Exercise goal: What follows is a set of records, each of which is to be written out exactly.

-- START OF Extracted data --

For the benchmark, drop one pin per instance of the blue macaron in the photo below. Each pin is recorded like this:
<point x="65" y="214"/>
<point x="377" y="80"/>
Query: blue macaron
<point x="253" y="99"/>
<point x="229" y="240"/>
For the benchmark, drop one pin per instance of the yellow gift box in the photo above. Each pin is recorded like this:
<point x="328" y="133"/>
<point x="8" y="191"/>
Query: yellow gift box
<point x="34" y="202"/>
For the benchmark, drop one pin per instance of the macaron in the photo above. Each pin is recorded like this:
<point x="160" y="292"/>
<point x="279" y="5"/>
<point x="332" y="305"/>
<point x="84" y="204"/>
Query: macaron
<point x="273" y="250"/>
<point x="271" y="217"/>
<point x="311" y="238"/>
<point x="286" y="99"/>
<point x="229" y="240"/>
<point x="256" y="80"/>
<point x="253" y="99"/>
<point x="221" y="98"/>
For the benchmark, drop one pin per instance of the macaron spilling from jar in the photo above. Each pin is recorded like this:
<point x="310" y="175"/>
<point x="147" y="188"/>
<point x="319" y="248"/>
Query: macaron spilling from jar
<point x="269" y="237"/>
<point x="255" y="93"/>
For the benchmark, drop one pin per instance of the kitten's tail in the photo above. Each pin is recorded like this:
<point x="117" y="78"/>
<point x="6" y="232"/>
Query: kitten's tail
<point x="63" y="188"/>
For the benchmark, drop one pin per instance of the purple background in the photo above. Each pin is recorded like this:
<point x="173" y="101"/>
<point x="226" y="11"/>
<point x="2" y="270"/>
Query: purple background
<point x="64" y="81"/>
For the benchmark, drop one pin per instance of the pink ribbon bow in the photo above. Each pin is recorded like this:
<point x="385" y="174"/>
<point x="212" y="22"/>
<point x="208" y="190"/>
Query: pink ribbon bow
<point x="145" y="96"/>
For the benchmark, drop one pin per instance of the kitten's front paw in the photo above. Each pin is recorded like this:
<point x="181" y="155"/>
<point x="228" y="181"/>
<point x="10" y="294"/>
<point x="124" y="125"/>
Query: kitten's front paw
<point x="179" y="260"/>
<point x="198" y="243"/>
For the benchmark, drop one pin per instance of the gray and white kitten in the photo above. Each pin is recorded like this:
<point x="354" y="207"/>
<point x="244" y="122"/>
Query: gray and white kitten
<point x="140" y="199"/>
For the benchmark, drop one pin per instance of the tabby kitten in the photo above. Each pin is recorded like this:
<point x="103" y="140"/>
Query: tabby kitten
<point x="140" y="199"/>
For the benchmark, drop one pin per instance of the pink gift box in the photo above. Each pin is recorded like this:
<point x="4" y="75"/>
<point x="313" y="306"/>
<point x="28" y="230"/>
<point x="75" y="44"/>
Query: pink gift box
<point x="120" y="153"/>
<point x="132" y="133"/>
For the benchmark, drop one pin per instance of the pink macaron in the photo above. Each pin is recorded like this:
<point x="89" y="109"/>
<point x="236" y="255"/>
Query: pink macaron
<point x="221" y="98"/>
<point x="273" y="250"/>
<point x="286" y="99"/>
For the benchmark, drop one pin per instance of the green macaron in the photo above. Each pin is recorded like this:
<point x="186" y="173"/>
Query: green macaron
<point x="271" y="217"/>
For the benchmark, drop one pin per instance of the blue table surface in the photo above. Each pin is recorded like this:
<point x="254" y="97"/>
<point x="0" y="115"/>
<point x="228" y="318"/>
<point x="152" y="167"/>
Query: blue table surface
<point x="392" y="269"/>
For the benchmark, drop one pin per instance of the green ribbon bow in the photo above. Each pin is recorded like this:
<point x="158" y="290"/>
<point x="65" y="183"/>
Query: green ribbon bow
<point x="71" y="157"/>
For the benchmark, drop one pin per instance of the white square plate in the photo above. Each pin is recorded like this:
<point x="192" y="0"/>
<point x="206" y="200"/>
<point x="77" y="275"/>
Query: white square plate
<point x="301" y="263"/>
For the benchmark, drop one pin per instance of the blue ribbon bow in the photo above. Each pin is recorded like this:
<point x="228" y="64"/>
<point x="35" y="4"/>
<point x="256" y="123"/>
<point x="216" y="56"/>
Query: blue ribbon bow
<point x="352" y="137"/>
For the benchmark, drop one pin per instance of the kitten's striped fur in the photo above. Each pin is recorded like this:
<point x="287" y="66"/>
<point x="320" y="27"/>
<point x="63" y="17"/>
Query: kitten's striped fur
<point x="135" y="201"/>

-- END OF Extracted data --

The response:
For the benchmark, drop one pin per instance of the blue macaron in the photo below. Each pin is recorded like this:
<point x="65" y="214"/>
<point x="377" y="80"/>
Query: blue macaron
<point x="253" y="99"/>
<point x="229" y="240"/>
For the benchmark, drop one pin per instance of the yellow gift box in the photo above. Each pin is recorded like this:
<point x="328" y="133"/>
<point x="8" y="191"/>
Query: yellow gift box
<point x="34" y="202"/>
For the benchmark, drop one pin per instance of the macaron in the photo above. Each pin is recorded like this:
<point x="160" y="292"/>
<point x="279" y="5"/>
<point x="332" y="305"/>
<point x="84" y="204"/>
Query: macaron
<point x="273" y="250"/>
<point x="271" y="217"/>
<point x="311" y="238"/>
<point x="286" y="99"/>
<point x="229" y="240"/>
<point x="256" y="80"/>
<point x="253" y="99"/>
<point x="221" y="98"/>
For the benchmark, drop one pin per instance of the macaron spilling from jar in the photo above. Each pin is recorded like this:
<point x="310" y="175"/>
<point x="147" y="188"/>
<point x="319" y="248"/>
Query: macaron spilling from jar
<point x="269" y="237"/>
<point x="255" y="93"/>
For the benchmark, drop one pin per instance of the kitten's tail in the photo above. Each pin is recorded like this:
<point x="117" y="78"/>
<point x="6" y="232"/>
Query: kitten's tail
<point x="63" y="188"/>
For the benchmark, drop one pin per instance of the purple background in the photo above. Each pin is recorded like this:
<point x="173" y="101"/>
<point x="226" y="11"/>
<point x="2" y="270"/>
Query: purple background
<point x="64" y="81"/>
For the benchmark, drop one pin per instance of the pink ribbon bow in the photo above. Each pin is recorded like this:
<point x="385" y="174"/>
<point x="212" y="22"/>
<point x="208" y="190"/>
Query: pink ribbon bow
<point x="145" y="96"/>
For the benchmark, drop one pin per instance of the kitten's front paw in the photo above. Each pin is recorded like this:
<point x="181" y="155"/>
<point x="228" y="181"/>
<point x="10" y="294"/>
<point x="124" y="125"/>
Query: kitten's front paw
<point x="179" y="260"/>
<point x="198" y="243"/>
For the benchmark, drop one pin per instance of the gray and white kitten in the photo above. Each pin is recorded like this:
<point x="354" y="207"/>
<point x="244" y="122"/>
Query: gray and white kitten
<point x="140" y="199"/>
For the benchmark, drop one pin per instance of the tabby kitten in the photo above. Each pin is recorded like this:
<point x="103" y="140"/>
Query: tabby kitten
<point x="140" y="199"/>
For the benchmark, drop one pin per instance of the pink gift box in the photo above. Each pin is recorded like this:
<point x="4" y="75"/>
<point x="313" y="306"/>
<point x="28" y="230"/>
<point x="75" y="44"/>
Query: pink gift box
<point x="120" y="153"/>
<point x="132" y="133"/>
For the benchmark, drop one pin per instance of the pink macaron in the photo above. Each pin is recorded like this:
<point x="89" y="109"/>
<point x="236" y="255"/>
Query: pink macaron
<point x="221" y="98"/>
<point x="273" y="250"/>
<point x="286" y="99"/>
For the benchmark, drop one pin per instance of the green macaron in the photo above. Each pin is recorded like this:
<point x="186" y="173"/>
Query: green macaron
<point x="271" y="217"/>
For the benchmark, drop one pin per instance of the blue table surface in the photo above. Each pin is recorded like this:
<point x="254" y="97"/>
<point x="0" y="115"/>
<point x="228" y="318"/>
<point x="152" y="167"/>
Query: blue table surface
<point x="392" y="269"/>
For the benchmark, drop one pin per instance of the green ribbon bow in the photo above. Each pin is recorded like this:
<point x="158" y="290"/>
<point x="65" y="183"/>
Query: green ribbon bow
<point x="71" y="157"/>
For the benchmark, drop one pin per instance of the white square plate in the photo above. Each pin is recorded like this:
<point x="192" y="0"/>
<point x="206" y="200"/>
<point x="77" y="275"/>
Query: white square plate
<point x="301" y="263"/>
For the benchmark, drop one pin per instance of the blue ribbon bow in the photo above. Each pin is recorded like this:
<point x="228" y="64"/>
<point x="35" y="4"/>
<point x="256" y="123"/>
<point x="216" y="56"/>
Query: blue ribbon bow
<point x="352" y="137"/>
For the benchmark, drop one pin per instance of the kitten's striped fur in the photo above. Each pin is recorded like this:
<point x="287" y="66"/>
<point x="320" y="27"/>
<point x="63" y="17"/>
Query: kitten's striped fur
<point x="135" y="201"/>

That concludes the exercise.